TASK TO CARRY OUT ->
Transcribe, word for word, the line containing "Place one keypoint on each instance of the beach" and each line following it through the end of the listing below. Omit all other lines.

#### PROVIDED RECORDS

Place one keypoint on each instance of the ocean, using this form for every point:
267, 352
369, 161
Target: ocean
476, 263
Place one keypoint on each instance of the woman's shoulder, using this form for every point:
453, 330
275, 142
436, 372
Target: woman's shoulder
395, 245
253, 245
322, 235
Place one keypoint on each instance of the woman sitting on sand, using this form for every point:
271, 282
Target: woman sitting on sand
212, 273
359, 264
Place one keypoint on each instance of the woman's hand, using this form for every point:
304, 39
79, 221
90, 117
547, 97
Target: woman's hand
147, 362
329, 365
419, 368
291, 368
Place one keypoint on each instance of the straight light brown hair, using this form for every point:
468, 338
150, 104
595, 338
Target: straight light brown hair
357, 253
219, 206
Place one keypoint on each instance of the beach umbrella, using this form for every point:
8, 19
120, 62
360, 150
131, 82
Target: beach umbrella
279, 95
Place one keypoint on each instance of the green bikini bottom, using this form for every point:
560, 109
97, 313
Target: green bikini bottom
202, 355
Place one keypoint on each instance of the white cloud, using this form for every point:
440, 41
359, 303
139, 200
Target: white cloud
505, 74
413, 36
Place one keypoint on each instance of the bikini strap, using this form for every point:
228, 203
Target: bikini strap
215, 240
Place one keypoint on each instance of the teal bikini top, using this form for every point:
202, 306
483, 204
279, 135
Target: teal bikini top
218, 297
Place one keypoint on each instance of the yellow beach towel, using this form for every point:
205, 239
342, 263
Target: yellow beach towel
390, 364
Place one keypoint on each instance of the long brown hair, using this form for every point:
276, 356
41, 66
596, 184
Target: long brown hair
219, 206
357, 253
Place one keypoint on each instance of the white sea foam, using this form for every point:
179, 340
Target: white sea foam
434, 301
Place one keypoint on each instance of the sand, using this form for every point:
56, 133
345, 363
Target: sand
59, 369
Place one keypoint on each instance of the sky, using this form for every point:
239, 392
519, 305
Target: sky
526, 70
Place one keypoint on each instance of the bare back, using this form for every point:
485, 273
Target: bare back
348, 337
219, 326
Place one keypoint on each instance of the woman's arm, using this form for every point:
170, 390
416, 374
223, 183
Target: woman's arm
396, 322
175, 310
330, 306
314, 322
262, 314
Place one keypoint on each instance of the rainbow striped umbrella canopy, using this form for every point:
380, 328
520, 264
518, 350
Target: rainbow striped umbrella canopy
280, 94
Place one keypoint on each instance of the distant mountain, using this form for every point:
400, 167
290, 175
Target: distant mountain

########

TASK RESPONSE ->
Place one keypoint on each instance of the beach umbrella, using this form for every point:
8, 19
120, 62
360, 150
131, 82
Target: beach umbrella
279, 95
Place one keypoint on each instance of the green bikini bottom, using this form for every point:
560, 109
97, 313
Target: green bikini bottom
202, 355
Place one keypoint on each instance of the white cloud, using this form for every point:
440, 41
359, 303
139, 200
Target: white cloud
505, 74
413, 36
Place one keypoint on each instance of the bikini strap, using this form for every point:
228, 203
Target: bikini strap
215, 240
Place one keypoint on each instance of the teal bikini top, using this form for every point:
202, 306
483, 204
279, 135
Target: teal bikini top
218, 297
Place one keypoint on each instance of the yellow beach towel, using this form for every point:
205, 239
342, 263
Target: yellow beach towel
390, 364
Place one keypoint on each instance of the long brown hair, using this form for every point:
276, 356
41, 66
596, 184
Target: long brown hair
219, 206
357, 253
Place one keypoint on each instance of the white sea foam, using this form for every point:
179, 340
Target: white sea foam
434, 301
Place one keypoint on each instance of the sand, using this form for every point:
56, 133
345, 363
Target: sand
59, 369
Place one keypoint on each instance of the sky, using this form for every point:
239, 392
519, 305
Target: sky
526, 70
Place one keypoint on each instance of the bare back, using this form for every point:
485, 273
Target: bare back
348, 337
219, 326
Place one keypoint on each instance of the woman's arm, using this form for every point:
170, 390
416, 374
223, 183
Target: woman's arm
396, 322
175, 310
330, 306
314, 322
262, 314
Place one keypoint on each instance of the rainbow striped umbrella canopy, using this form for every point:
380, 328
520, 264
518, 350
Target: rainbow striped umbrella canopy
280, 94
Place one keypoint on each instance of the distant mountain, using this form for every point:
400, 167
290, 175
Target: distant mountain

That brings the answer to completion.